### Aim
Rewrite the entries below, substituting "upper-left corner" for every occurrence of "top-left corner" and leaving everything else as it stands. Omit the pictures from your output.

### Records supplied
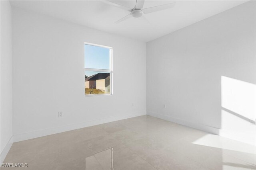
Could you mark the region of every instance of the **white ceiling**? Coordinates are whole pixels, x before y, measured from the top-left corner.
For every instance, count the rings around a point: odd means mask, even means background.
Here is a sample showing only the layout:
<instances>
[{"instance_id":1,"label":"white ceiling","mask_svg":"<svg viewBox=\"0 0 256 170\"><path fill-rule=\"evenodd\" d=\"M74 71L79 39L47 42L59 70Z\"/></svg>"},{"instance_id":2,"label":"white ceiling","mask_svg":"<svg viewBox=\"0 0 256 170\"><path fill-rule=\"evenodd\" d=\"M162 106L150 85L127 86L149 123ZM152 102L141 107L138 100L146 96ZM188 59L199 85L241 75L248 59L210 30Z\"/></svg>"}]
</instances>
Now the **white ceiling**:
<instances>
[{"instance_id":1,"label":"white ceiling","mask_svg":"<svg viewBox=\"0 0 256 170\"><path fill-rule=\"evenodd\" d=\"M134 7L136 0L119 3ZM11 1L12 6L32 10L106 32L148 42L247 1L146 0L144 8L176 2L171 9L115 21L129 12L98 0Z\"/></svg>"}]
</instances>

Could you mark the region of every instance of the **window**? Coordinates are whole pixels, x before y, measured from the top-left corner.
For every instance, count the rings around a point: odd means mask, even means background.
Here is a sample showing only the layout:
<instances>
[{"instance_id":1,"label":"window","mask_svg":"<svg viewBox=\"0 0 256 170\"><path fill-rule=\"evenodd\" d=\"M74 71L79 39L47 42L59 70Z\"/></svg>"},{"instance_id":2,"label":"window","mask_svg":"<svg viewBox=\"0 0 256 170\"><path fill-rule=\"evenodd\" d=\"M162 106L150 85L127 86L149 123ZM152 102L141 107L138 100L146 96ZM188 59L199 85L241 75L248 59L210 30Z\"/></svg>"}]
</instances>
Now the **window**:
<instances>
[{"instance_id":1,"label":"window","mask_svg":"<svg viewBox=\"0 0 256 170\"><path fill-rule=\"evenodd\" d=\"M86 95L112 94L112 48L85 43Z\"/></svg>"}]
</instances>

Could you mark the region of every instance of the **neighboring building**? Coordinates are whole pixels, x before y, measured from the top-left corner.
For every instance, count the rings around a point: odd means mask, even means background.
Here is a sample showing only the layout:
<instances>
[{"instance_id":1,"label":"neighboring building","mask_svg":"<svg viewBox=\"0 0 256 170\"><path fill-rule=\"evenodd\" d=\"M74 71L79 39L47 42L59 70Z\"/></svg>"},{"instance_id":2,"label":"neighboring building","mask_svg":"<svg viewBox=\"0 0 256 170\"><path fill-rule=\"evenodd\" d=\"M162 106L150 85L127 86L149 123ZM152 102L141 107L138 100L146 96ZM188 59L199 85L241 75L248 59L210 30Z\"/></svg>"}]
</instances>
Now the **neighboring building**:
<instances>
[{"instance_id":1,"label":"neighboring building","mask_svg":"<svg viewBox=\"0 0 256 170\"><path fill-rule=\"evenodd\" d=\"M85 88L96 88L104 90L105 93L110 92L110 76L109 73L100 72L85 78Z\"/></svg>"}]
</instances>

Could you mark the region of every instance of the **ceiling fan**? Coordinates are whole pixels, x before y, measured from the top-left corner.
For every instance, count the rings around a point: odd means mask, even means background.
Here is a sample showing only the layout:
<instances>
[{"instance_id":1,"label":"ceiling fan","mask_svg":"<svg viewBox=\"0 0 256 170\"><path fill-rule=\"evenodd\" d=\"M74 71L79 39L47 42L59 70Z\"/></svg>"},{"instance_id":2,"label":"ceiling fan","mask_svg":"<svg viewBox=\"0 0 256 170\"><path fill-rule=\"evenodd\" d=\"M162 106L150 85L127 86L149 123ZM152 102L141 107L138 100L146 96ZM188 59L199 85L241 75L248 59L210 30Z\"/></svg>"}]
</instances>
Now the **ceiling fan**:
<instances>
[{"instance_id":1,"label":"ceiling fan","mask_svg":"<svg viewBox=\"0 0 256 170\"><path fill-rule=\"evenodd\" d=\"M144 1L144 0L136 0L136 5L135 5L135 6L132 9L131 9L130 7L128 7L120 4L119 3L116 3L116 1L119 1L106 0L105 1L105 2L117 7L124 9L126 11L130 12L130 13L129 14L116 21L115 23L116 23L122 22L131 17L139 18L142 16L144 14L170 8L173 7L175 5L175 2L173 2L158 6L143 8Z\"/></svg>"}]
</instances>

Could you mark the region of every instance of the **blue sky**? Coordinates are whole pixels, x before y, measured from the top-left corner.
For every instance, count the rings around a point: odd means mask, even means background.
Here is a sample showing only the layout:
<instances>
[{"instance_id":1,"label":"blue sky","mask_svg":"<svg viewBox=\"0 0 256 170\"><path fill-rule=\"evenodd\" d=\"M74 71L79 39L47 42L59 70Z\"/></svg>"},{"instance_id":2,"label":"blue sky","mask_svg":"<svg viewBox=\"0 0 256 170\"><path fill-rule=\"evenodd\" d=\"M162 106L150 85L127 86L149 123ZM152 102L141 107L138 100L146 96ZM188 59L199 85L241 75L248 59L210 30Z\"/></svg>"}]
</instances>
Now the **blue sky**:
<instances>
[{"instance_id":1,"label":"blue sky","mask_svg":"<svg viewBox=\"0 0 256 170\"><path fill-rule=\"evenodd\" d=\"M84 45L84 68L109 69L109 49Z\"/></svg>"}]
</instances>

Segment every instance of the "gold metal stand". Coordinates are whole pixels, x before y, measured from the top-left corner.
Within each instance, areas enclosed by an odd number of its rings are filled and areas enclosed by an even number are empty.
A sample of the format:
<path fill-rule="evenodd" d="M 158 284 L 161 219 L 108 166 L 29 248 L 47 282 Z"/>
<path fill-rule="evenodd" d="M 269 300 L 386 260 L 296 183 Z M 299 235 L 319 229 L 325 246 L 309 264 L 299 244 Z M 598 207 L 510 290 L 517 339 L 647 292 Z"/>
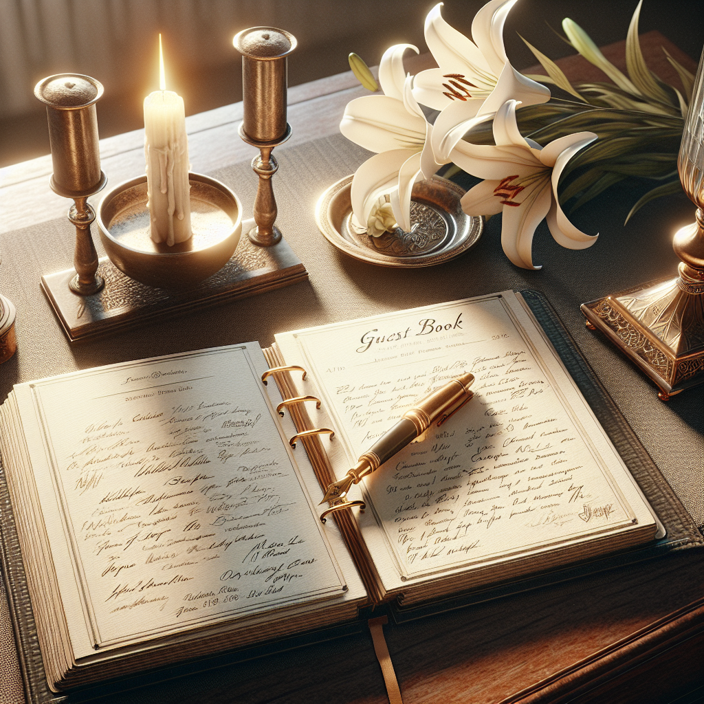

### Reply
Could you mark the region of every instance of the **white ceiling**? Coordinates are whole pixels, x before y, measured from the upper-left corner.
For every instance, count the rings around a point: odd means mask, even means background.
Here is a sample showing only the layout:
<instances>
[{"instance_id":1,"label":"white ceiling","mask_svg":"<svg viewBox=\"0 0 256 170\"><path fill-rule=\"evenodd\" d=\"M74 71L79 39L47 42L59 70Z\"/></svg>"},{"instance_id":2,"label":"white ceiling","mask_svg":"<svg viewBox=\"0 0 256 170\"><path fill-rule=\"evenodd\" d=\"M162 106L150 85L127 86L149 123ZM152 102L141 107L138 100L146 96ZM188 59L199 85L241 75L248 59L210 30Z\"/></svg>"}]
</instances>
Now the **white ceiling**:
<instances>
[{"instance_id":1,"label":"white ceiling","mask_svg":"<svg viewBox=\"0 0 256 170\"><path fill-rule=\"evenodd\" d=\"M134 7L136 0L119 3ZM11 1L12 6L32 10L106 32L148 42L247 1L146 0L144 8L176 2L171 9L115 21L129 12L98 0Z\"/></svg>"}]
</instances>

Could you mark the region of every instance of the **window**? Coordinates are whole pixels, x before y, measured from the upper-left corner.
For every instance, count the rings around a point: odd means mask, even means background.
Here is a sample showing only the layout:
<instances>
[{"instance_id":1,"label":"window","mask_svg":"<svg viewBox=\"0 0 256 170\"><path fill-rule=\"evenodd\" d=\"M74 71L79 39L47 42L59 70Z\"/></svg>"},{"instance_id":2,"label":"window","mask_svg":"<svg viewBox=\"0 0 256 170\"><path fill-rule=\"evenodd\" d=\"M162 106L150 85L127 86L149 123ZM152 102L141 107L138 100L146 96ZM188 59L199 85L241 75L248 59L210 30Z\"/></svg>"}]
</instances>
Now the **window**:
<instances>
[{"instance_id":1,"label":"window","mask_svg":"<svg viewBox=\"0 0 256 170\"><path fill-rule=\"evenodd\" d=\"M86 95L112 94L112 48L85 43Z\"/></svg>"}]
</instances>

Could you mark the region of every instance of the **neighboring building**? Coordinates are whole pixels, x before y, measured from the upper-left corner.
For every instance, count the rings around a point: odd means mask, even means background.
Here is a sample showing only the layout:
<instances>
[{"instance_id":1,"label":"neighboring building","mask_svg":"<svg viewBox=\"0 0 256 170\"><path fill-rule=\"evenodd\" d=\"M74 71L79 39L47 42L59 70Z\"/></svg>"},{"instance_id":2,"label":"neighboring building","mask_svg":"<svg viewBox=\"0 0 256 170\"><path fill-rule=\"evenodd\" d=\"M162 106L150 85L127 86L149 123ZM152 102L141 107L138 100L146 96ZM188 59L199 85L241 75L248 59L210 30Z\"/></svg>"}]
</instances>
Now the **neighboring building**:
<instances>
[{"instance_id":1,"label":"neighboring building","mask_svg":"<svg viewBox=\"0 0 256 170\"><path fill-rule=\"evenodd\" d=\"M85 88L96 88L104 90L105 93L110 92L110 76L109 73L100 72L85 78Z\"/></svg>"}]
</instances>

Could you mark the region of every instance of the **ceiling fan**? Coordinates are whole pixels, x before y, measured from the upper-left corner.
For every instance, count the rings around a point: odd means mask, even means background.
Here is a sample showing only the layout:
<instances>
[{"instance_id":1,"label":"ceiling fan","mask_svg":"<svg viewBox=\"0 0 256 170\"><path fill-rule=\"evenodd\" d=\"M74 71L79 39L47 42L59 70Z\"/></svg>"},{"instance_id":2,"label":"ceiling fan","mask_svg":"<svg viewBox=\"0 0 256 170\"><path fill-rule=\"evenodd\" d=\"M162 106L150 85L127 86L149 123ZM152 102L141 107L138 100L146 96ZM188 59L199 85L241 75L248 59L210 30Z\"/></svg>"}]
</instances>
Now the **ceiling fan**:
<instances>
[{"instance_id":1,"label":"ceiling fan","mask_svg":"<svg viewBox=\"0 0 256 170\"><path fill-rule=\"evenodd\" d=\"M144 1L144 0L136 0L136 5L135 5L135 6L132 9L131 9L130 7L128 7L120 4L119 3L116 3L116 1L119 1L106 0L105 1L105 2L117 7L124 9L126 11L130 12L130 13L129 14L116 21L115 23L116 23L122 22L131 17L139 18L142 16L144 14L170 8L173 7L175 5L175 2L173 2L158 6L143 8Z\"/></svg>"}]
</instances>

Could you mark the region of every instance of the **blue sky**? Coordinates are whole pixels, x before y, measured from the upper-left corner.
For every instance, count the rings around a point: odd means mask, even means background.
Here is a sample showing only the layout:
<instances>
[{"instance_id":1,"label":"blue sky","mask_svg":"<svg viewBox=\"0 0 256 170\"><path fill-rule=\"evenodd\" d=\"M74 71L79 39L47 42L59 70Z\"/></svg>"},{"instance_id":2,"label":"blue sky","mask_svg":"<svg viewBox=\"0 0 256 170\"><path fill-rule=\"evenodd\" d=\"M162 106L150 85L127 86L149 123ZM152 102L141 107L138 100L146 96ZM188 59L199 85L241 75L248 59L210 30Z\"/></svg>"}]
</instances>
Now the **blue sky**:
<instances>
[{"instance_id":1,"label":"blue sky","mask_svg":"<svg viewBox=\"0 0 256 170\"><path fill-rule=\"evenodd\" d=\"M84 45L84 68L109 69L109 49Z\"/></svg>"}]
</instances>

Segment every instance of the "gold metal stand". Coordinates are whole pixels, x before y, measured from the upper-left corner.
Within each instance, areas enclosed by an odd number of its rings are filled and areas enclosed by an even number are empty.
A sample of the format:
<path fill-rule="evenodd" d="M 158 284 L 161 219 L 108 166 L 29 248 L 47 282 Z"/>
<path fill-rule="evenodd" d="M 269 300 L 386 260 L 296 183 Z M 299 235 L 319 229 L 325 246 L 309 264 L 299 244 Z M 598 207 L 510 290 L 517 339 L 647 292 Z"/>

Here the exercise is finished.